2.8. Total RNA isolation and real-time quantitative polymerase chain reaction
Total RNA was extracted from the SMA and splenorenal shunt using the RNeasy Mini kit (Qiagen GmbH, Hilden, Germany). Real-time quantitative polymerase chain reaction was then performed on a LightCycler (LightCycler 480, Roche Diagnostics, Mannheim, Germany) and a standard LightCycler amplification cycle protocol was established for each gene. The internal housekeeping gene β-actin was used as the control. The primer sequences were as follows: β-actin forward, 5′-CGCCCTAGGCACCAGGGTG-3′ and reverse, 5′-GCTGGGGTGTTGAAGGTCTCAAA-3′; eNOS forward, 5′-GGAAGTAGCCAATGCAGTGAA-3′ and reverse, 5′-GCCAGTCTCAGAGCCATACA-3′; GLP-1 forward, 5′-CAGAAGTTGGTCGTGAGGGA-3′ and reverse, 5′-GCCTTTCACCAGCCAAGCAA-3′.
2.9. Western blot analysis
Proteins were extracted from the liver and incubated with primary antibodies against antiphosphorylated eNOS (1:500; Transduction Laboratories, Lexington, UK) and anti–GLP-1 (1:1000; Abcam plc, Cambridge, UK). They were then incubated with secondary antibodies (horseradish peroxidase–conjugated goat anti-mouse IgG antibody; Sigma Chemical Co., St. Louis, MO, USA). Subsequent detection of the specific proteins was performed by enhanced chemiluminescence (BCIP/NBT solution, Amresco Co., Solon, OH, USA). Computer-assisted video densitometer and digitalized software (Kodak Digital Science™ ID Image Analysis Software, Eastman Kodak Co., Rochester, NY, USA) was used to scan and photograph the blots, and the signal intensity (integral volume) of the appropriate bands was analyzed.
2.10. Drugs
Linagliptin was kindly provided by Boehringer Ingelheim International GmbH USA. The reagents for preparing Krebs solution, norepinephrine and acetylcholine, were purchased from Merck KGaA (Munich, Germany). All solutions were freshly prepared on the day of each experiment.

> _Brief 1_
In the methods excerpt, what were the computer-assisted video densitometer and the Kodak image analysis software used for?
> _Brief 2_
Can you copy the methods excerpt from "2.8. Total RNA" to "and reverse, 5′-GCCTTTCACCAGCCAAGCAA-3′."?

> _Given information_
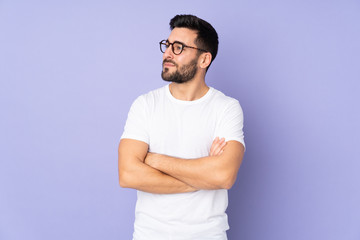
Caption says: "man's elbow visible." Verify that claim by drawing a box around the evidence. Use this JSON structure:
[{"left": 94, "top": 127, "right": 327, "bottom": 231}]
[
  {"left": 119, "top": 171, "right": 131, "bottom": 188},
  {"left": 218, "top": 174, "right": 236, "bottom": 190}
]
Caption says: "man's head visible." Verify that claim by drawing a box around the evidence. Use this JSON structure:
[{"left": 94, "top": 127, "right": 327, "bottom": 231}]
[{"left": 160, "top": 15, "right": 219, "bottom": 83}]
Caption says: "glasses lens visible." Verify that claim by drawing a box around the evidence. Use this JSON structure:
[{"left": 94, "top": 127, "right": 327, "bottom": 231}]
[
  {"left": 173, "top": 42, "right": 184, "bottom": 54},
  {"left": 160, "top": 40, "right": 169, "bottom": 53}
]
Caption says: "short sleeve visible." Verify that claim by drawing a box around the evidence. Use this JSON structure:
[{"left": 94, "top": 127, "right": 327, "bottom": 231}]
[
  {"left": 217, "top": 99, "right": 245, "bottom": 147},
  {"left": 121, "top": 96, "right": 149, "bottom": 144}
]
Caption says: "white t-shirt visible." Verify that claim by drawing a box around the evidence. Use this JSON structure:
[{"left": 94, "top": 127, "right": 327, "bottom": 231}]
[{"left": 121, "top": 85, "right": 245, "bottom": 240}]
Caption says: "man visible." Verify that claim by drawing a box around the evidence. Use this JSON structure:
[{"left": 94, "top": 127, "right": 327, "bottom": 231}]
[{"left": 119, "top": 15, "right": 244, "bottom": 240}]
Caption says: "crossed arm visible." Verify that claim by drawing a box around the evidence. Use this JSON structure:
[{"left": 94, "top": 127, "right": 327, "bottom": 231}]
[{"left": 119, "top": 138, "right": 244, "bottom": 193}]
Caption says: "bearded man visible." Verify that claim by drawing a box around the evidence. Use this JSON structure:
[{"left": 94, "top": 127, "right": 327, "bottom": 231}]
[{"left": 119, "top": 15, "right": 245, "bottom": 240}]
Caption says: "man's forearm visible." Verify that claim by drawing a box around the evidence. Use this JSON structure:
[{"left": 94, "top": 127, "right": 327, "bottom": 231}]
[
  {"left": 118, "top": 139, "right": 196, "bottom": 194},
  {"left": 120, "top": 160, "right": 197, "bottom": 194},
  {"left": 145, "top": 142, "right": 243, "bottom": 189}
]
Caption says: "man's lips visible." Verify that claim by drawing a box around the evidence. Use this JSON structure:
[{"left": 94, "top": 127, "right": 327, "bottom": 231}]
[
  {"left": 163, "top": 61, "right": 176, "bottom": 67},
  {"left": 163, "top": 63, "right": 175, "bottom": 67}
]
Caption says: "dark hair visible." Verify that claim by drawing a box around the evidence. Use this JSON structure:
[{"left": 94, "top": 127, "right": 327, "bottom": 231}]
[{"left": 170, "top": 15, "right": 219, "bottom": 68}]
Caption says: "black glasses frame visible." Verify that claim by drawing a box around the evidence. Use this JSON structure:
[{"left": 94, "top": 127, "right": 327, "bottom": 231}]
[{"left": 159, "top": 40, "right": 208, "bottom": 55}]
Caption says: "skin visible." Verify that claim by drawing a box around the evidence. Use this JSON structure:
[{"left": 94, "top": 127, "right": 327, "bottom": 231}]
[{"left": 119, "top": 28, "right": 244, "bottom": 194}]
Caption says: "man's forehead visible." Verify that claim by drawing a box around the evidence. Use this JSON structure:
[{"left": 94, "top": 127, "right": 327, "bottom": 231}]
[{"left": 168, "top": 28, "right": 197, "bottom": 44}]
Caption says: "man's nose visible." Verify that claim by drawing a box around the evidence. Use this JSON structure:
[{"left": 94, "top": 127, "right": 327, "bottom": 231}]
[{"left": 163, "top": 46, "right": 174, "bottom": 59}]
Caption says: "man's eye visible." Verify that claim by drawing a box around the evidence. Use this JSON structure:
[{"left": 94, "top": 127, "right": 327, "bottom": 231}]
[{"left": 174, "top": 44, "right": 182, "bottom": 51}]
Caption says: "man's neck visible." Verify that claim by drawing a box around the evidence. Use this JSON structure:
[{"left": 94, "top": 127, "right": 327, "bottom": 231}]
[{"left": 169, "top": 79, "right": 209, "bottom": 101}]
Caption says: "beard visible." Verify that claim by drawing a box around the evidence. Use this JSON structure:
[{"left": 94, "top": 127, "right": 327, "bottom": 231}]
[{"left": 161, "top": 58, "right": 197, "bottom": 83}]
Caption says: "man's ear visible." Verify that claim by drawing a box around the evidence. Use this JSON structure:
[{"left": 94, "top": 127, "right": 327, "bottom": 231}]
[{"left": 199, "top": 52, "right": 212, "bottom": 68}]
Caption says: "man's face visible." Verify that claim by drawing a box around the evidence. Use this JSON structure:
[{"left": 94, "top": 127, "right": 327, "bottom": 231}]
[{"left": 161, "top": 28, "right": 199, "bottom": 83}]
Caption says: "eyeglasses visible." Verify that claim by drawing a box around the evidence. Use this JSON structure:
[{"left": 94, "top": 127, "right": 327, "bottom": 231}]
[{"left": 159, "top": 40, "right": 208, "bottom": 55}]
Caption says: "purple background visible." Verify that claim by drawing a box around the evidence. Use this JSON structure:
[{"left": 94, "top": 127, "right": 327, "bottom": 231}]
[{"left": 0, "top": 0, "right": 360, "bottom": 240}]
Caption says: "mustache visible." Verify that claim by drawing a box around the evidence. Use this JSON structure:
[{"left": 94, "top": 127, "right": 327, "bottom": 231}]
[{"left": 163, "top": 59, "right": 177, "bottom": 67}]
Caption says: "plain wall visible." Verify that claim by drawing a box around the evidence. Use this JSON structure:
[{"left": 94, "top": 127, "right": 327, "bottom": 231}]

> _Output 1_
They were used to scan and photograph the blots. The signal intensity (integral volume) of the appropriate bands was then analyzed.

> _Output 2_
2.8. Total RNA isolation and real-time quantitative polymerase chain reaction
Total RNA was extracted from the SMA and splenorenal shunt using the RNeasy Mini kit (Qiagen GmbH, Hilden, Germany). Real-time quantitative polymerase chain reaction was then performed on a LightCycler (LightCycler 480, Roche Diagnostics, Mannheim, Germany) and a standard LightCycler amplification cycle protocol was established for each gene. The internal housekeeping gene β-actin was used as the control. The primer sequences were as follows: β-actin forward, 5′-CGCCCTAGGCACCAGGGTG-3′ and reverse, 5′-GCTGGGGTGTTGAAGGTCTCAAA-3′; eNOS forward, 5′-GGAAGTAGCCAATGCAGTGAA-3′ and reverse, 5′-GCCAGTCTCAGAGCCATACA-3′; GLP-1 forward, 5′-CAGAAGTTGGTCGTGAGGGA-3′ and reverse, 5′-GCCTTTCACCAGCCAAGCAA-3′.